>> Begin Exercise inputs

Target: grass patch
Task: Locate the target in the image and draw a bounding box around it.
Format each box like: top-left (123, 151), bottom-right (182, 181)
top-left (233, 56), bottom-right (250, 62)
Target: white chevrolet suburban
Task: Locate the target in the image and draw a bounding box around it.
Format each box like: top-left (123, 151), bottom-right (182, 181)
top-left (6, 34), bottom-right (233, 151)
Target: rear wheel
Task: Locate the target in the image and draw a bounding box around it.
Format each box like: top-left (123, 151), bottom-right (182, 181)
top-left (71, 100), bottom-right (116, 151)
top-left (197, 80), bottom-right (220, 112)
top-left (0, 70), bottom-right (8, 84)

>> End Exercise inputs

Recast every line above as a Markdown table with two columns, Row for its sequence number and Line for its text. Omit blank lines.

| Row | Line |
|---|---|
| 1 | Target: grass patch |
| 2 | Task: Locate the target in the image and draw a bounding box around it. |
| 3 | Format each box like: top-left (123, 151), bottom-right (182, 181) |
| 4 | top-left (233, 56), bottom-right (250, 62) |
| 5 | Target: white chevrolet suburban |
| 6 | Task: Locate the target in the image and draw a bounding box around it. |
| 7 | Format each box like: top-left (123, 151), bottom-right (182, 181) |
| 8 | top-left (6, 34), bottom-right (233, 151) |
| 9 | Target: rear wheel |
| 10 | Task: Locate the target in the image and draw a bounding box around it. |
| 11 | Format each box like: top-left (123, 151), bottom-right (182, 181) |
| 12 | top-left (71, 100), bottom-right (116, 151) |
| 13 | top-left (197, 80), bottom-right (220, 112) |
| 14 | top-left (0, 70), bottom-right (8, 84) |